SET TASK: Reproduce the selection starting at "The short answer" and ending at "a reckless manner.)", substituting "Rescue Doctrine" for every instance of "Emergency Situation Doctrine".

SELECTION:
The short answer is yes. In prior blogs, the “common law” has been explained to be a legal principal that is announced in a legal decision, and over the course of decades, becomes law just like any statute that is passed by the legislature and signed into law by the governor. The particular common law in this case is called the Emergency Situation Doctrine.

Judge Cardozo used the phrase “danger invites rescue” in an important Court of Appeals decision explaining the Emergency Situation Doctrine over a hundred years ago. The doctrine states that when a person sees another person in danger, the person who attempts to help the person in danger has a claim against the negligent parties that created the dangerous situation. (The person attempting the rescue though cannot act in a reckless manner.)

In this case, when you saw the two vehicle collision, you were compelled to see what you could do to help the people involved. You stated that your main goal was to see if people were injured, and if so, to summon an ambulance. When you came upon the person panicking, you attempted to assist that person from their vehicle. You were injured assisting that person exiting the vehicle.

Your claim is against the party or parties that created the situation. You may have a claim against both drivers. You have a claim against the driver that crossed over the yellow line because that driver was not following the Vehicle and Traffic Law in their vehicle operation and that conduct would be negligent. However, the driver you rescued could be negligent if that driver did not take any action to avoid an accident that might have been avoided. Statements from both drivers might be evaluated by a jury to determine if there was fault on both drivers.

Pedestrian Knockdown

When I was driving, a person stepped out onto the roadway and I struck him. I never saw the pedestrian because he unexpectedly began walking from the sidewalk onto the road. What should I do?

I assume you already spoke to police at the accident scene. The first thing you should do is contact your insurance company immediately. The insurance premiums you pay provide that your insurance carrier will defend and indemnify you for accidents. That means that your insurance company will hire attorneys to represent you in any negligence case that is brought. Your insurance company will also be responsible to pay for damages up to the amount of your insurance policy limits. If you have a separate umbrella policy, you should notify that carrier as well of the accident. As long as you notify your insurance company about an accident in a timely fashion you should be protected.

RECORDED INFORMATION:
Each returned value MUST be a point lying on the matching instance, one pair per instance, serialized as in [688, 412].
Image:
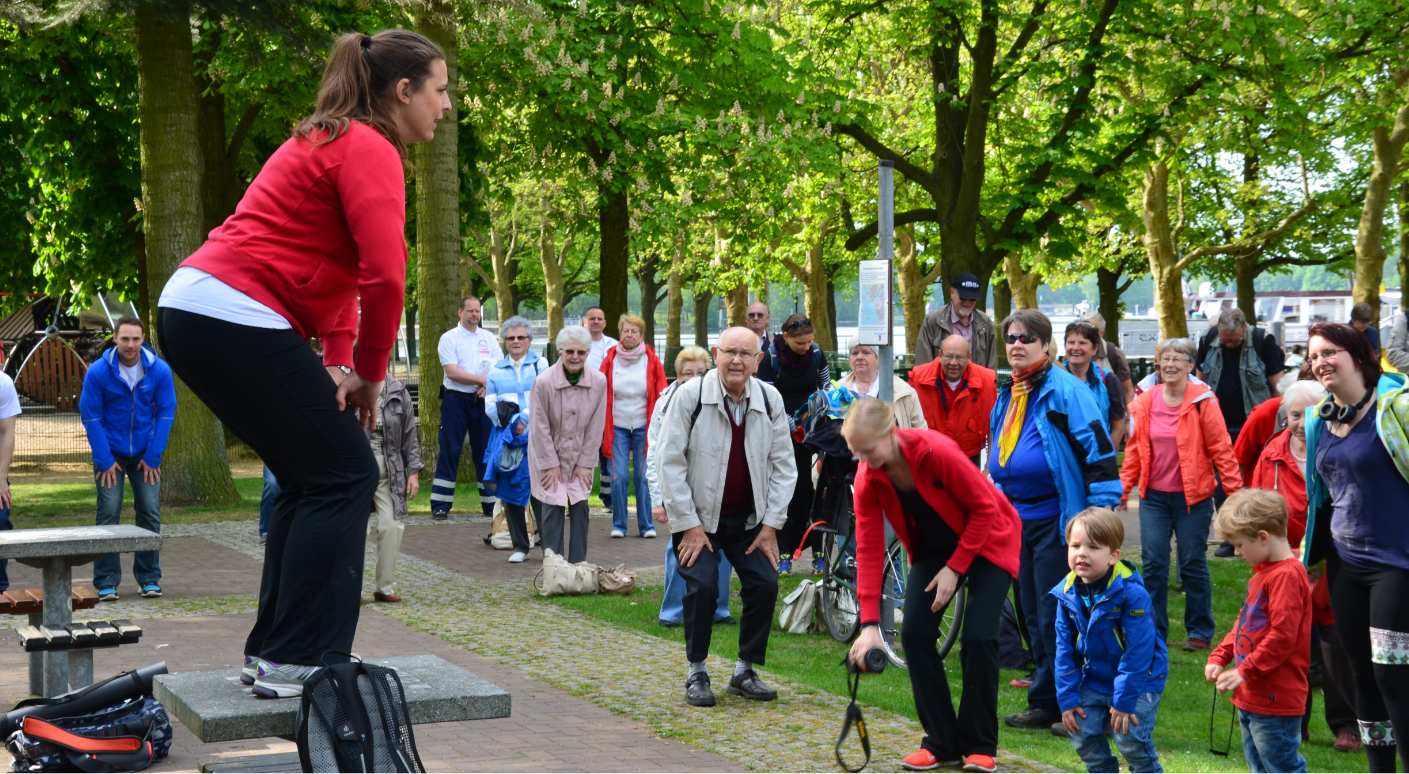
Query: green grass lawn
[1182, 731]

OUTPUT FOR THIS TASK:
The short answer is yes. In prior blogs, the “common law” has been explained to be a legal principal that is announced in a legal decision, and over the course of decades, becomes law just like any statute that is passed by the legislature and signed into law by the governor. The particular common law in this case is called the Rescue Doctrine.

Judge Cardozo used the phrase “danger invites rescue” in an important Court of Appeals decision explaining the Rescue Doctrine over a hundred years ago. The doctrine states that when a person sees another person in danger, the person who attempts to help the person in danger has a claim against the negligent parties that created the dangerous situation. (The person attempting the rescue though cannot act in a reckless manner.)